===== DATA PROVIDED

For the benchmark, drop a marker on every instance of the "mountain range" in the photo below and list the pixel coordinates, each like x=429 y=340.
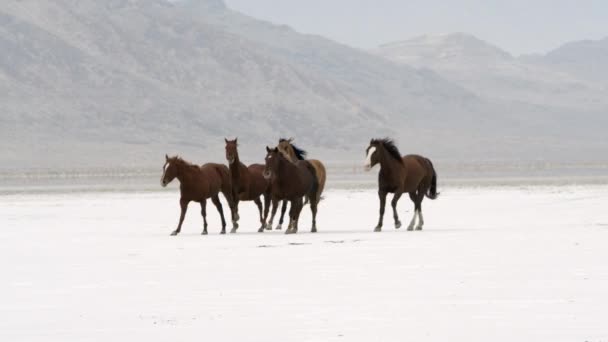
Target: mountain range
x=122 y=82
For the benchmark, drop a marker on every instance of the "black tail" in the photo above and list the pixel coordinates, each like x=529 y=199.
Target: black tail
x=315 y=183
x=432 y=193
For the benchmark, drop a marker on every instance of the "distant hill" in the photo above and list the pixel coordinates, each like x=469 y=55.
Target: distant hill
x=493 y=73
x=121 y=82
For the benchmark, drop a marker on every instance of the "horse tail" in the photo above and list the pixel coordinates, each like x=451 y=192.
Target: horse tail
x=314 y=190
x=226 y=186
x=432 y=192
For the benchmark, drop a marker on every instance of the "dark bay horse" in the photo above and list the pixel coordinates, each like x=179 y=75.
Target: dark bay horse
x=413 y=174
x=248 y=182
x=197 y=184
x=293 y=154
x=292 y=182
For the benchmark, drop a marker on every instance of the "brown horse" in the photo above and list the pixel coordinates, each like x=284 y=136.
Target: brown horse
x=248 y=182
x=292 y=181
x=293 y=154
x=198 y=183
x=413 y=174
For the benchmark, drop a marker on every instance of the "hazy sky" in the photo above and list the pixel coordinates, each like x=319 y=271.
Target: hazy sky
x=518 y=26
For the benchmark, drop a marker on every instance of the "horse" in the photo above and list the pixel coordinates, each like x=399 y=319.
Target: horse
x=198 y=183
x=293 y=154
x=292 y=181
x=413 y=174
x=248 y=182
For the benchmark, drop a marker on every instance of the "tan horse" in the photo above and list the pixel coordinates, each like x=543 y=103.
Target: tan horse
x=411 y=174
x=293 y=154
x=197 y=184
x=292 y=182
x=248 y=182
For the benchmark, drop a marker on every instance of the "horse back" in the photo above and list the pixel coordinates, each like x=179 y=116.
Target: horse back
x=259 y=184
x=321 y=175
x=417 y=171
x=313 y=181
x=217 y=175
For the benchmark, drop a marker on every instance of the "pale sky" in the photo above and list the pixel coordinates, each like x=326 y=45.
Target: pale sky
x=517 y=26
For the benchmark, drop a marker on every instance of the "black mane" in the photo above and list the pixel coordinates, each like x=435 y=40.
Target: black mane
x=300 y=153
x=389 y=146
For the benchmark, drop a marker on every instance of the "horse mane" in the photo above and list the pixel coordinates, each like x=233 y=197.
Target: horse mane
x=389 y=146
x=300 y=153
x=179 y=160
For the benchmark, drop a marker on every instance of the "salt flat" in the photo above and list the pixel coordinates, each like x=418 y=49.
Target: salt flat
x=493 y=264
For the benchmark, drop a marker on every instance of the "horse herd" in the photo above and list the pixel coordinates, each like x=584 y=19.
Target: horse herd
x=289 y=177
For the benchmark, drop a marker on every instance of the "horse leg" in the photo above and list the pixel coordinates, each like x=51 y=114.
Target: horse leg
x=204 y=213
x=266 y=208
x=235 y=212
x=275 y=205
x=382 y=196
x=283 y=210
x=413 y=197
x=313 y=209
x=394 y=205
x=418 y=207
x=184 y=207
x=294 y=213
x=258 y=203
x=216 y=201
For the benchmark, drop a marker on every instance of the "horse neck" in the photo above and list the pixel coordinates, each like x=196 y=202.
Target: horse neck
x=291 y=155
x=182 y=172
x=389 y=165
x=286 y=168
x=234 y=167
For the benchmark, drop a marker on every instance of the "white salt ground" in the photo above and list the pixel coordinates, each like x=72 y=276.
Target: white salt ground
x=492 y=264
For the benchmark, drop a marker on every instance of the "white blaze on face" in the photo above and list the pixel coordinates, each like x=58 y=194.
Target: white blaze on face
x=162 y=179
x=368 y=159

==========

## WHAT IS NEEDED
Can you convert every line of the records above into a JSON list of strings, one string per line, skipping blank lines and leaving out the pictures?

## RESPONSE FOR THIS EXERCISE
[
  "For the benchmark, drop a marker on every instance of the \"mountain range\" in the photo below and list the pixel coordinates, each like x=429 y=340.",
  "Target: mountain range",
  "x=122 y=82",
  "For the benchmark, drop a marker on every instance of the \"black tail\" in the photo above and list the pixel coordinates, each like x=529 y=199.",
  "Target: black tail",
  "x=315 y=183",
  "x=432 y=193",
  "For the benchmark, drop a marker on every instance of the \"distant hill\" in the photo above and list the pixel coordinates, each like x=469 y=55.",
  "Target: distant hill",
  "x=493 y=73",
  "x=121 y=82",
  "For the benchmark, drop a marker on every instance of the \"horse tail\" in the photo above and list the pixel coordinates, each like x=451 y=192.",
  "Target: horse tail",
  "x=314 y=190",
  "x=226 y=186",
  "x=432 y=192",
  "For the benchmark, drop a marker on every instance of the \"dark bay horse\" in the photo above and list the pixel coordinates, each like x=179 y=75.",
  "Target: dark bay horse",
  "x=413 y=174",
  "x=248 y=182",
  "x=197 y=184",
  "x=293 y=154",
  "x=292 y=182",
  "For the benchmark, drop a marker on every instance of the \"brown horse\" in the photo above and list the pixel coordinates, each like x=284 y=136.",
  "Target: brown horse",
  "x=248 y=182",
  "x=292 y=181",
  "x=293 y=154",
  "x=198 y=183",
  "x=413 y=174",
  "For the benchmark, drop a marker on every instance of the \"hazy sky\" in the photo above and list the pixel coordinates, each like x=319 y=271.",
  "Target: hazy sky",
  "x=518 y=26",
  "For the benchmark, drop a marker on every instance of the \"horse\" in the photo above and list the pixel coordinates, each like x=399 y=319.",
  "Target: horse",
  "x=198 y=183",
  "x=293 y=154",
  "x=292 y=181",
  "x=413 y=174",
  "x=248 y=182",
  "For the benchmark, drop a marker on every instance of the \"tan horse\" in the photo above and list the pixel coordinates, each like x=543 y=103.",
  "Target: tan horse",
  "x=411 y=174",
  "x=293 y=154",
  "x=197 y=184",
  "x=292 y=182",
  "x=248 y=182",
  "For the benchmark, drop a marker on every instance of the \"horse back\" in the photo above and list the pixel coordinates, each like x=179 y=116.",
  "Target: horse back",
  "x=259 y=184",
  "x=321 y=175",
  "x=417 y=171",
  "x=313 y=181",
  "x=217 y=175",
  "For the benchmark, drop a marker on every instance of the \"pale sky\" in the photo above and list the pixel coordinates, each like x=326 y=45.",
  "Target: pale sky",
  "x=517 y=26",
  "For the benchmark, drop a marker on every instance of the \"black mane\" in the photo above and list the pixel coordinates, each like x=435 y=40.",
  "Target: black mane",
  "x=300 y=153",
  "x=389 y=146",
  "For the benchmark, drop a marker on every instance of the \"horse mane\" in the photo above and list the pixel coordinates, each like x=233 y=197.",
  "Target: horse mane",
  "x=389 y=146",
  "x=300 y=153",
  "x=179 y=160",
  "For the benchmark, drop a marker on every instance of the \"salt flat\" in the photo above and list the pixel coordinates, each like x=418 y=49.",
  "Target: salt flat",
  "x=493 y=264",
  "For the benchmark, drop a marker on every instance of the \"horse herd\" in the photo above and list the pixel coordinates, each like x=584 y=19.",
  "Target: horse herd",
  "x=289 y=177",
  "For the benchmark, drop a marker on every instance of the \"horse leg\" in the photo above and list the pixel coordinates, each like x=51 y=114.",
  "Target: horse leg",
  "x=204 y=213",
  "x=266 y=208",
  "x=235 y=212",
  "x=275 y=205",
  "x=382 y=196",
  "x=283 y=210",
  "x=413 y=197",
  "x=313 y=209",
  "x=394 y=205",
  "x=418 y=207",
  "x=184 y=207",
  "x=294 y=213",
  "x=258 y=203",
  "x=216 y=201",
  "For the benchmark, drop a marker on every instance of the \"horse neck\" in the photo above and list the pixel coordinates, each like x=196 y=202.",
  "Target: horse neck",
  "x=291 y=155",
  "x=182 y=172",
  "x=389 y=165",
  "x=286 y=168",
  "x=234 y=167",
  "For the benchmark, drop a marker on every instance of the \"white salt ground\" in the photo above and list the pixel coordinates, each like x=72 y=276.",
  "Target: white salt ground",
  "x=492 y=264",
  "For the benchmark, drop a marker on every instance of the \"white blaze on face\" in the photo above and list the pixel coordinates, each like x=58 y=194.",
  "Target: white blaze on face",
  "x=162 y=179",
  "x=368 y=159"
]